Output the records below verbatim, minus the pictures.

* [DATA FOR REVIEW]
--- START ---

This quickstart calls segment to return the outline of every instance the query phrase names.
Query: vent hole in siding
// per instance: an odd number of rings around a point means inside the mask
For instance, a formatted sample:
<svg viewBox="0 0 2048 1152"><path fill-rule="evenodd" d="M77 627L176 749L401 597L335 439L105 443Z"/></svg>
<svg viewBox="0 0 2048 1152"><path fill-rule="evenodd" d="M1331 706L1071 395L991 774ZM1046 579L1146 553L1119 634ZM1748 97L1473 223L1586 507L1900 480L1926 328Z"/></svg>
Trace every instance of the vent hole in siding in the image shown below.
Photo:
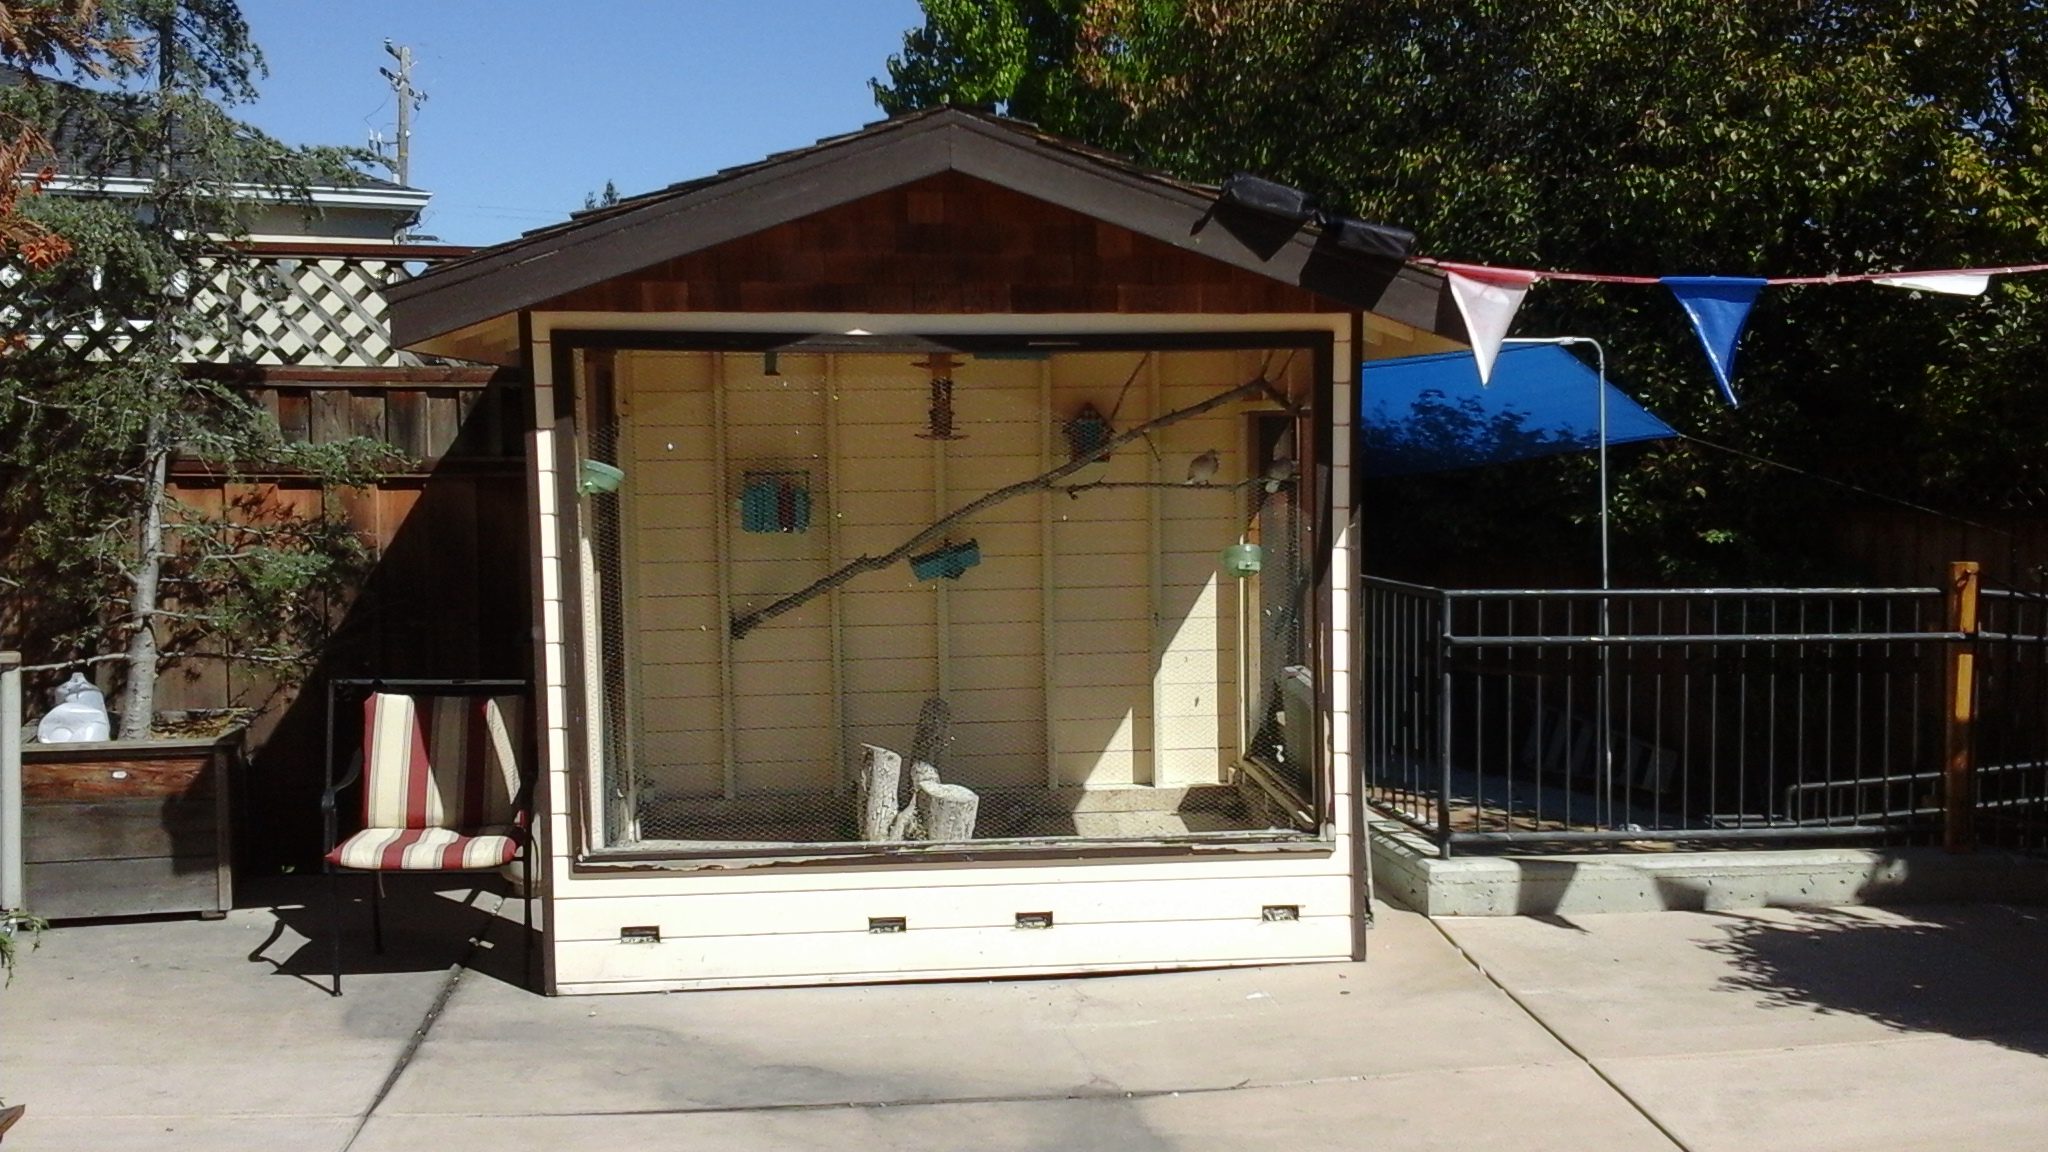
<svg viewBox="0 0 2048 1152"><path fill-rule="evenodd" d="M1019 912L1017 913L1017 927L1031 928L1034 930L1040 928L1050 928L1052 927L1052 913Z"/></svg>
<svg viewBox="0 0 2048 1152"><path fill-rule="evenodd" d="M619 929L619 943L659 944L661 943L661 929L653 924L642 924L631 928L621 928Z"/></svg>
<svg viewBox="0 0 2048 1152"><path fill-rule="evenodd" d="M910 925L901 916L868 917L868 931L878 935L886 936L895 932L907 932L909 929Z"/></svg>
<svg viewBox="0 0 2048 1152"><path fill-rule="evenodd" d="M1259 919L1264 920L1268 924L1287 920L1299 920L1301 919L1301 905L1268 904L1264 908L1259 909Z"/></svg>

--- END ---

* [SOLUTION TO THE PROBLEM]
This quickstart calls segment to return the outline of every instance the query phrase names.
Query: vent hole in siding
// per instance: an odd number of rings around a point means inside the mask
For instance, a formatted sample:
<svg viewBox="0 0 2048 1152"><path fill-rule="evenodd" d="M77 627L176 749L401 597L335 439L105 443Z"/></svg>
<svg viewBox="0 0 2048 1152"><path fill-rule="evenodd" d="M1331 706L1071 395L991 774ZM1046 579L1146 553L1119 634ZM1748 97L1473 223L1586 507L1900 480L1926 328Z"/></svg>
Trace every instance of the vent hole in siding in the image shown below.
Photo:
<svg viewBox="0 0 2048 1152"><path fill-rule="evenodd" d="M1019 912L1017 913L1017 927L1031 928L1034 930L1040 928L1050 928L1052 927L1052 913Z"/></svg>
<svg viewBox="0 0 2048 1152"><path fill-rule="evenodd" d="M619 929L619 943L659 944L661 943L661 929L653 924L642 924L631 928L621 928Z"/></svg>
<svg viewBox="0 0 2048 1152"><path fill-rule="evenodd" d="M910 925L901 916L868 917L868 931L878 935L886 936L895 932L907 932L909 929Z"/></svg>
<svg viewBox="0 0 2048 1152"><path fill-rule="evenodd" d="M1259 919L1264 920L1268 924L1287 920L1299 920L1301 919L1301 905L1268 904L1264 908L1259 909Z"/></svg>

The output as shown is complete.